(Brief) Restate the entries below word for word, omitting nothing.
-------
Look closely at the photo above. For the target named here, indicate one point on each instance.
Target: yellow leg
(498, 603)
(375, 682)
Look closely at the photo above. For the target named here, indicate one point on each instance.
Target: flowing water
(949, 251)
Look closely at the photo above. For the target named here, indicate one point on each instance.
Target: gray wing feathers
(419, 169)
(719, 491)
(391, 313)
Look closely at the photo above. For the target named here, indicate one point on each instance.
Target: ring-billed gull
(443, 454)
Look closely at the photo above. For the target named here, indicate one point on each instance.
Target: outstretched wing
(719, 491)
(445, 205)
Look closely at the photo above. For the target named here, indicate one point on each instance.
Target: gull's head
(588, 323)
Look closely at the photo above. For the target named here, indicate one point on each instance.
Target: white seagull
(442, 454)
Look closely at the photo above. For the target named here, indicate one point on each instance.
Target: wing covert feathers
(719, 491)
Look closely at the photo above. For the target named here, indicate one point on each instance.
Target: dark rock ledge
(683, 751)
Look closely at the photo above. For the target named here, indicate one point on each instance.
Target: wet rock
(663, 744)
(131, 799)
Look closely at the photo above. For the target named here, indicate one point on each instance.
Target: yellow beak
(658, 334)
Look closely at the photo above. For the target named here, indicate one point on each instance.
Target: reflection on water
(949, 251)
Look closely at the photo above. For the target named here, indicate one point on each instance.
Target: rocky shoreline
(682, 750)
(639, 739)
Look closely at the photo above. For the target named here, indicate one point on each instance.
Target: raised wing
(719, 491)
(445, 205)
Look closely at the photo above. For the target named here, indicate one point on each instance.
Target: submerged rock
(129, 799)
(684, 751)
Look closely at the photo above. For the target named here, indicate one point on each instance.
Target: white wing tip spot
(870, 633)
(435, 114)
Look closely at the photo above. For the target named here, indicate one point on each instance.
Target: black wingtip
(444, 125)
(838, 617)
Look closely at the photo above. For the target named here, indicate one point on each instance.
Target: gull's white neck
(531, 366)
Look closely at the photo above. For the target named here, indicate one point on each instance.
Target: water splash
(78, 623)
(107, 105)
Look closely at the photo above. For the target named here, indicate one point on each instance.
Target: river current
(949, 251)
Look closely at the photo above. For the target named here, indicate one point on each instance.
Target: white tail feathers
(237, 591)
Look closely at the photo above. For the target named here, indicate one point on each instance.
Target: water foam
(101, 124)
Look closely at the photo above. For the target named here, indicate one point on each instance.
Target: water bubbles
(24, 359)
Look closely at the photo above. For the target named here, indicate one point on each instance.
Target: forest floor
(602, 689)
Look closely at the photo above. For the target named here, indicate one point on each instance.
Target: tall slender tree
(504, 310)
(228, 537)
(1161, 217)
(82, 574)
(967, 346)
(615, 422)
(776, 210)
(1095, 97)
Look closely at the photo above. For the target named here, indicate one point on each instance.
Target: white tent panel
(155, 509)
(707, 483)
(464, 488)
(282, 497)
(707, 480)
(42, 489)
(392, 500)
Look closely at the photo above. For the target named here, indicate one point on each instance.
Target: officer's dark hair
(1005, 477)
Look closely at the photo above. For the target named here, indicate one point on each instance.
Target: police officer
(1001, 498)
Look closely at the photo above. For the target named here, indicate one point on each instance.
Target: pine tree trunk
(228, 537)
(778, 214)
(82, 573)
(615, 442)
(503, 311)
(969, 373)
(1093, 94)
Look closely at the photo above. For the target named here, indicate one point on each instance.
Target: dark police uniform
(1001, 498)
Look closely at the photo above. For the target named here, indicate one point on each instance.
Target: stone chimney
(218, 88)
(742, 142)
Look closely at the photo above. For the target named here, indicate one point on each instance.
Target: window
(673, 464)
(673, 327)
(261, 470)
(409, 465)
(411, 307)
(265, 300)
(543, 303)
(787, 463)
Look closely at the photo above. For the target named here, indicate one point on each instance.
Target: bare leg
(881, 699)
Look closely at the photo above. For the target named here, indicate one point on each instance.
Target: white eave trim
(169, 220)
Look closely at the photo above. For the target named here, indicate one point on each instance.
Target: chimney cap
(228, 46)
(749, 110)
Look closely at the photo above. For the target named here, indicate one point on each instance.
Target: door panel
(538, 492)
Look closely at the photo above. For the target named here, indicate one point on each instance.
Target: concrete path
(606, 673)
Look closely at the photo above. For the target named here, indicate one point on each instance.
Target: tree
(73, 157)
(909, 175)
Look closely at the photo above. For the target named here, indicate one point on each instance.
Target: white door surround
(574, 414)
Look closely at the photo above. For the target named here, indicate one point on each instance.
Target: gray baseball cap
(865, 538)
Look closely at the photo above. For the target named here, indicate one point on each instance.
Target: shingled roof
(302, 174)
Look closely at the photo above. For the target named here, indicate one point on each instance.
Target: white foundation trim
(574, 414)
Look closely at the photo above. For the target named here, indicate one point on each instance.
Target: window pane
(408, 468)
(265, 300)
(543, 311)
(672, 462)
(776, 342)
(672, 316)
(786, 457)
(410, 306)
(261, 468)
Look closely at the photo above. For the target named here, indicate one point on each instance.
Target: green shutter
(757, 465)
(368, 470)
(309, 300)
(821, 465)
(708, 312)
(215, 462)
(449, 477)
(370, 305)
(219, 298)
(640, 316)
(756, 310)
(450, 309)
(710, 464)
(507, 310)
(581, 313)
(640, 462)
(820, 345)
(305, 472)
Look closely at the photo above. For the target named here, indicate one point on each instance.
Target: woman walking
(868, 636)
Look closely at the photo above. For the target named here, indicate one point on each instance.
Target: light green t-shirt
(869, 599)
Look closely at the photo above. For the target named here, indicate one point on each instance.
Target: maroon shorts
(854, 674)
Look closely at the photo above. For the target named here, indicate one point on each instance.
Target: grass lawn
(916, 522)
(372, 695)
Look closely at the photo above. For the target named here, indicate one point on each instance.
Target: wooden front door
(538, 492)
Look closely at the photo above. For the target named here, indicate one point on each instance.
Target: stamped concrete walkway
-------
(Output below)
Look closely at the photo above. For the target named here, indicate one point on each instance.
Target: yellow leg
(498, 603)
(375, 682)
Look closely at the photo above. For the target named here, indicate one point on each instance.
Target: flowing water
(949, 251)
Look closely at the photo above. For the target named here, indicate one point on each instance.
Target: gray wing feathers
(419, 169)
(719, 491)
(391, 313)
Look closely at the photo above. For the target named here, indicate one point on each instance.
Target: ring-billed gull
(443, 454)
Look closely at the photo above. For the target named here, indicate one point on each instance.
Target: outstretched wing
(719, 491)
(445, 205)
Look closely at the photo above. For the target named here, indicate one point on each instance.
Target: gull's head
(588, 323)
Look closely at the photo above. For the target named here, indicate one point on each instance.
Target: white seagull
(442, 454)
Look closely at the photo above. For the target named here, indicate one point on each instance.
Target: wing covert feathers
(719, 491)
Look closely at the photo above. For the target named here, indicate one point on each instance.
Target: dark rock ledge
(683, 751)
Look closely at the photo above. For the target named here, indicate one point on each instance.
Target: wet rock
(663, 744)
(131, 799)
Look closely at the photo above. For the target named here, indicate one point on each instance.
Target: yellow beak
(658, 334)
Look closely at the photo above. For the target named here, indicate one point on each instance.
Target: reflection on water
(949, 251)
Look closely at the photo above. For the target named here, indicate one point on each instance.
Target: rocky shoreline
(682, 750)
(639, 739)
Look closely at the photo above. For the target named here, indicate one point on each instance.
Target: raised wing
(719, 491)
(445, 205)
Look closely at the photo above. For the target named here, indicate one point on each instance.
Target: submerged rock
(129, 799)
(684, 751)
Look closely at the photo above. For the target named here, indicate one point on each instance.
Target: white wing tip spot
(870, 633)
(435, 114)
Look closely at the photo above. For the target named here, indicate one point on each instance.
Target: black wingtip
(444, 125)
(838, 617)
Look closely at the photo above. For the target named here, indicate one point on each instance.
Target: gull's white neck
(531, 366)
Look closely at the photo above. For the target named here, indicate one point on each instance.
Target: water splash
(78, 623)
(107, 105)
Look closely at the photo above. For the target named here, indicate one point on each instance.
Target: river current
(949, 251)
Look closely at the photo above. For the target named here, indicate one point on each instance.
Target: white tail feathers
(237, 591)
Look closely at the photo above. For the target named here, indicate one point on each instance.
Target: water foam
(101, 124)
Look closely at the photo above. For the target named here, indicate one point on each instance.
Target: water bubbles
(24, 359)
Look closely at the photo above. For the target named here, indicate one point on each instance.
Target: forest floor
(602, 689)
Look closely at the photo above. For the target named here, indicate one point on each instance.
Target: tall slender tree
(504, 310)
(228, 537)
(1161, 217)
(82, 574)
(967, 346)
(615, 422)
(776, 210)
(1095, 97)
Look closely at the photo above. For the target named here, indicate one point on each instance.
Target: white tent panel
(155, 509)
(707, 483)
(464, 488)
(282, 497)
(707, 480)
(42, 489)
(392, 500)
Look closely at the photo above. For the target named here, indicate one point on each instance.
Target: officer's dark hair
(1005, 477)
Look closely at the photo above. For the target named here, indicate one point on each instance.
Target: police officer
(1001, 498)
Look closely at the photo above. For the target named here, indicate one point on each instance.
Target: pine tree trunk
(228, 537)
(778, 214)
(82, 573)
(615, 442)
(503, 311)
(969, 373)
(1093, 94)
Look closely at the photo above. For the target named here, indicate one point on each instance.
Target: dark police uniform
(1001, 498)
Look closely at the photo above. For the target named here, indicate one point on each instance.
Target: stone chimney
(218, 88)
(742, 142)
Look closely at the photo above. For the target named here, indicate one point on each instance.
Target: window
(673, 464)
(673, 327)
(261, 470)
(409, 465)
(411, 307)
(265, 300)
(543, 303)
(787, 463)
Look closely at the photo above. For the target named here, indicate one point on each instance.
Target: bare leg
(881, 699)
Look closely at the photo above. For the target named here, indicate one point on each instance.
Target: white eave trim
(169, 220)
Look closely at the photo above. For the target named here, indicate one point on each instance.
Target: chimney cap
(228, 46)
(749, 110)
Look closely at the photo above. For the target named here, indicate one point on each instance.
Target: door panel
(538, 492)
Look closely at the photo above. For the target named here, indicate one point on each instance.
Target: concrete path
(606, 673)
Look closely at the photo above. For the target named here, indicate one point on each instance.
Target: tree
(73, 157)
(909, 175)
Look closely at the photo above. For the target named here, indicate one point on each instance.
Target: white door surround
(574, 414)
Look closely at the photo above. For the target named here, indicate one point on each instance.
Target: gray baseball cap
(865, 538)
Look closely at the photo above. For the target named here, indicate one point on each instance.
Target: shingled roof
(302, 174)
Look closely at the photo above. For the target named here, indicate one point on each instance.
Target: white foundation trim
(574, 414)
Look closely at the photo above. For the target named here, indicate one point on each instance.
Target: window pane
(408, 468)
(265, 300)
(543, 311)
(672, 462)
(776, 342)
(672, 316)
(786, 457)
(410, 306)
(261, 468)
Look closely at the photo above. For the target named here, indicate one point on each instance.
Target: green shutter
(757, 465)
(368, 470)
(309, 300)
(821, 465)
(708, 312)
(215, 462)
(449, 477)
(370, 305)
(219, 298)
(640, 316)
(756, 310)
(450, 309)
(710, 464)
(507, 310)
(581, 313)
(640, 462)
(820, 345)
(305, 472)
Look closely at the photo above. For the target named here, indicate one point on each instance.
Target: woman walking
(868, 636)
Look closely at the photo above. For the target named here, indicate one point on each instance.
Target: light green t-shirt
(869, 599)
Look closely at the photo above. For the target named here, indicate one point on each instance.
Target: maroon shorts
(854, 674)
Look closely at the photo above. For the target named here, indicate one point on each instance.
Target: grass lawn
(916, 522)
(372, 695)
Look closely at the photo above. For the target named here, indicate one point on each instance.
Target: wooden front door
(538, 492)
Look closely at the photo above. For the target named here, indicate one point on each instance.
Target: stamped concrete walkway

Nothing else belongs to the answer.